╔══
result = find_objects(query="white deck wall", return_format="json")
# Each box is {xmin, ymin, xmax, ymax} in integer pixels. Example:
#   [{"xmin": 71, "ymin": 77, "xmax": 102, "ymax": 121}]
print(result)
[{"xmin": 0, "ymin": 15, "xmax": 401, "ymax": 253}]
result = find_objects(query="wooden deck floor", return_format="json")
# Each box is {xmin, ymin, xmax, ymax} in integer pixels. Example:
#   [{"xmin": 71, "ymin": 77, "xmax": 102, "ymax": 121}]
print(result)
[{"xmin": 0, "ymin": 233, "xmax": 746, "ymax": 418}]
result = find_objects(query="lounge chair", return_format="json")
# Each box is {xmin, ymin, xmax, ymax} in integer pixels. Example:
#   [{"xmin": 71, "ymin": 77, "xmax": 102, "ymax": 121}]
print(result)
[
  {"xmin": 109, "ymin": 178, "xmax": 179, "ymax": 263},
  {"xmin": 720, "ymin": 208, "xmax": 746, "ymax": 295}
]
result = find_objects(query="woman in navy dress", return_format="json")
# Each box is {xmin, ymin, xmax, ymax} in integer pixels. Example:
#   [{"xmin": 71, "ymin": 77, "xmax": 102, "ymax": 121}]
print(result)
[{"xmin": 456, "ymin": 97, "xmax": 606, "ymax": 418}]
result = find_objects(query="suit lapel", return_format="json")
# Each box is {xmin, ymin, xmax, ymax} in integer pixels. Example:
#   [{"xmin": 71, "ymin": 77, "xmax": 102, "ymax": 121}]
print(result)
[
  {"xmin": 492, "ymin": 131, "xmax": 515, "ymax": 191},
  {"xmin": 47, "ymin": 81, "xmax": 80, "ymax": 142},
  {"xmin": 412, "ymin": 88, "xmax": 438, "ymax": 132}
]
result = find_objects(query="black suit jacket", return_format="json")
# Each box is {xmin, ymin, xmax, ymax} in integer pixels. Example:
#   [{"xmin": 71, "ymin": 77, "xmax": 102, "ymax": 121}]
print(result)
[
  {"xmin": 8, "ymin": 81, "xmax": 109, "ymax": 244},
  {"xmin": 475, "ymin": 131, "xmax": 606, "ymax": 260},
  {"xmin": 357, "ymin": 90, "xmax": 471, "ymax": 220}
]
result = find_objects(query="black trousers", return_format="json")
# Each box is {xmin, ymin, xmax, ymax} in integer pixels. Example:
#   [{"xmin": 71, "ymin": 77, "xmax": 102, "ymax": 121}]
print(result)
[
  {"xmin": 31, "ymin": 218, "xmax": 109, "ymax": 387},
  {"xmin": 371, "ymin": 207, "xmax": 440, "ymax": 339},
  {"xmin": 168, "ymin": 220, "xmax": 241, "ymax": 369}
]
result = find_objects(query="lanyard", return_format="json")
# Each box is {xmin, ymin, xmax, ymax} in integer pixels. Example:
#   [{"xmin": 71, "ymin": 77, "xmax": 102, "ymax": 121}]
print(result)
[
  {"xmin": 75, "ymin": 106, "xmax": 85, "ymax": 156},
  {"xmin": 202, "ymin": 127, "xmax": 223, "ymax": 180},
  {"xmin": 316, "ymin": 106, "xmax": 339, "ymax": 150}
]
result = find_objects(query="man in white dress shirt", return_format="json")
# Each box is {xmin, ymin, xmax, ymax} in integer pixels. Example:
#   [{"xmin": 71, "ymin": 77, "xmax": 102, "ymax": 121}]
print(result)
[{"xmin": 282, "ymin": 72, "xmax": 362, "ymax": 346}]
╚══
(TO DO): Transcribe all of the records above line for line, changing nothing.

(ANSWER TO THE EXERCISE):
result = find_objects(query="white deck wall", return_format="json")
# Each box is {xmin, ymin, xmax, ymax} in integer pixels. Example:
#   [{"xmin": 71, "ymin": 77, "xmax": 102, "ymax": 121}]
print(result)
[{"xmin": 0, "ymin": 15, "xmax": 401, "ymax": 253}]
result = find_objects(query="wooden deck floor", return_format="json")
# Each box is {xmin, ymin, xmax, ymax} in integer pixels. Example:
#   [{"xmin": 71, "ymin": 77, "xmax": 102, "ymax": 121}]
print(result)
[{"xmin": 0, "ymin": 233, "xmax": 746, "ymax": 418}]
result = find_objects(query="lounge chair", return_format="json")
# Each box is {xmin, ymin, xmax, ymax} in integer pixels. Example:
#   [{"xmin": 71, "ymin": 77, "xmax": 102, "ymax": 121}]
print(result)
[
  {"xmin": 109, "ymin": 178, "xmax": 179, "ymax": 263},
  {"xmin": 720, "ymin": 208, "xmax": 746, "ymax": 295}
]
result = find_objects(query="woman in navy dress", return_format="json")
# Each box is {xmin, ymin, xmax, ymax} in integer pixels. Example:
#   [{"xmin": 71, "ymin": 77, "xmax": 102, "ymax": 121}]
print(result)
[{"xmin": 456, "ymin": 97, "xmax": 606, "ymax": 418}]
result = find_objects(query="suit lapel", return_format="json")
# Each box is {xmin, ymin, xmax, ymax} in integer pixels. Example:
#   [{"xmin": 71, "ymin": 77, "xmax": 102, "ymax": 121}]
print(result)
[
  {"xmin": 492, "ymin": 131, "xmax": 515, "ymax": 191},
  {"xmin": 47, "ymin": 81, "xmax": 80, "ymax": 142},
  {"xmin": 412, "ymin": 88, "xmax": 438, "ymax": 132}
]
result = find_objects(query="black suit jacket", return_format="json")
# Each box is {xmin, ymin, xmax, ymax} in integer pixels. Example:
#   [{"xmin": 71, "ymin": 77, "xmax": 102, "ymax": 121}]
print(result)
[
  {"xmin": 8, "ymin": 81, "xmax": 109, "ymax": 244},
  {"xmin": 475, "ymin": 131, "xmax": 606, "ymax": 260},
  {"xmin": 357, "ymin": 90, "xmax": 471, "ymax": 220}
]
result = find_objects(query="black trousers", return_format="json")
# Each box is {xmin, ymin, xmax, ymax} in integer pixels. Example:
#   [{"xmin": 71, "ymin": 77, "xmax": 102, "ymax": 121}]
print(result)
[
  {"xmin": 31, "ymin": 218, "xmax": 109, "ymax": 387},
  {"xmin": 371, "ymin": 207, "xmax": 440, "ymax": 339},
  {"xmin": 168, "ymin": 220, "xmax": 241, "ymax": 369}
]
result = find_objects(query="lanyard", return_format="json")
# Each box is {xmin, ymin, xmax, ymax} in integer pixels. Example:
#   [{"xmin": 71, "ymin": 77, "xmax": 102, "ymax": 121}]
print(result)
[
  {"xmin": 75, "ymin": 106, "xmax": 85, "ymax": 156},
  {"xmin": 202, "ymin": 127, "xmax": 223, "ymax": 180},
  {"xmin": 316, "ymin": 106, "xmax": 339, "ymax": 150}
]
result = find_objects(query="man in white dress shirt", return_format="json")
# Each box is {xmin, ymin, xmax, ymax} in integer pixels. Example:
#   [{"xmin": 71, "ymin": 77, "xmax": 102, "ymax": 121}]
print(result)
[{"xmin": 282, "ymin": 72, "xmax": 362, "ymax": 346}]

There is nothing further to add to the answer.